=== Section Start ===

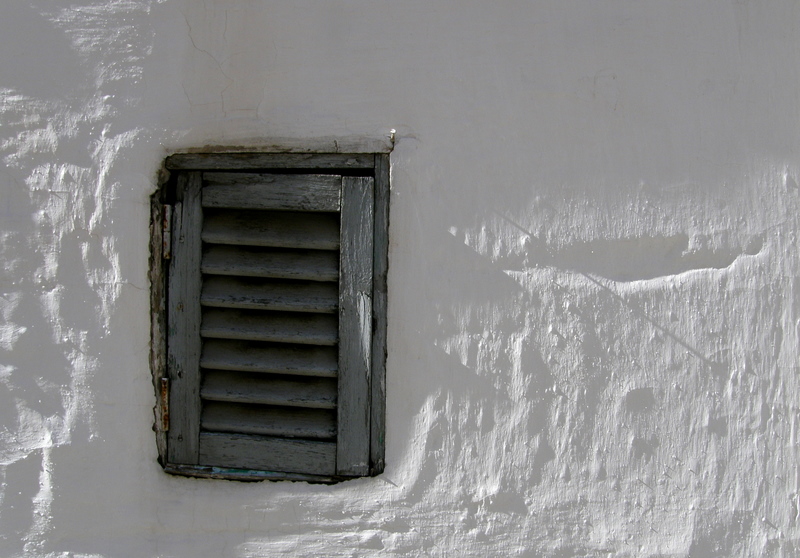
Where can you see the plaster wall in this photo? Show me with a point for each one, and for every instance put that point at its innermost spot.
(594, 310)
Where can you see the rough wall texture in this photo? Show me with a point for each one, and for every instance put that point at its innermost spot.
(594, 322)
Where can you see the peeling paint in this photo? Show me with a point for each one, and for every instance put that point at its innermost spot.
(594, 304)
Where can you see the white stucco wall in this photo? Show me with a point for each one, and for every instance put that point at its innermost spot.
(594, 320)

=== Section End ===

**Exercise brief**
Reproduce, word for word, the lines of the data from the one that contains "Where can you see the white" to the end, both ends included.

**Written solution**
Where can you see the white stucco wall in this photo? Show me with a point for each one, and for every instance put that point at its innermost spot.
(594, 320)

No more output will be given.